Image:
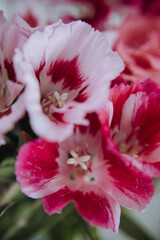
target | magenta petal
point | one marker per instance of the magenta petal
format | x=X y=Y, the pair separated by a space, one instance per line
x=55 y=202
x=131 y=188
x=102 y=211
x=36 y=167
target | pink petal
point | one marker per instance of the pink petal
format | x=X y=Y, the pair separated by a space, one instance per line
x=100 y=210
x=55 y=202
x=37 y=169
x=75 y=59
x=130 y=188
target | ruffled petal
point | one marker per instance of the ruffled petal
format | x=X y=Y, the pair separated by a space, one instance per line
x=37 y=169
x=100 y=210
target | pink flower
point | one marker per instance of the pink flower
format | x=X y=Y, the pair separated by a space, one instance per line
x=81 y=169
x=135 y=126
x=139 y=46
x=146 y=6
x=67 y=69
x=12 y=35
x=91 y=11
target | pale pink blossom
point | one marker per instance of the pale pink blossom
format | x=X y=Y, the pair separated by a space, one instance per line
x=12 y=35
x=81 y=169
x=139 y=46
x=135 y=127
x=91 y=11
x=67 y=69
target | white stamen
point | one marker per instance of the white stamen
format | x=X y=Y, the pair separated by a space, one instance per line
x=76 y=160
x=55 y=99
x=61 y=99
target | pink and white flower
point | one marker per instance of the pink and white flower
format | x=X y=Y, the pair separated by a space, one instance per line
x=91 y=11
x=67 y=69
x=139 y=47
x=135 y=126
x=81 y=169
x=12 y=35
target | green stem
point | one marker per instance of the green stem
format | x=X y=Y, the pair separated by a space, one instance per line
x=87 y=228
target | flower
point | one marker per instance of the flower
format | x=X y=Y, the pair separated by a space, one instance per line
x=139 y=46
x=67 y=69
x=135 y=128
x=90 y=11
x=82 y=170
x=13 y=34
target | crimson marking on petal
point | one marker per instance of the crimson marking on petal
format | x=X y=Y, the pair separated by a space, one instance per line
x=36 y=163
x=100 y=12
x=7 y=112
x=57 y=201
x=58 y=117
x=94 y=123
x=38 y=71
x=10 y=70
x=68 y=72
x=82 y=96
x=30 y=19
x=95 y=209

- Exercise aim -
Starting at the line that contains "target | crimson marking on petal" and ending at the last line of the items above, write out every line again, requests included, with each coordinate in the answers multiplied by 1.55. Round each result to a whole number, rounding halves up.

- Written solution -
target | crimson marking on petal
point | one marker per instance of the crimson marking on petal
format | x=X y=Y, the pair separated by a space, one instance per line
x=56 y=253
x=155 y=19
x=11 y=174
x=88 y=312
x=90 y=181
x=146 y=191
x=59 y=110
x=16 y=109
x=105 y=112
x=127 y=149
x=47 y=29
x=147 y=324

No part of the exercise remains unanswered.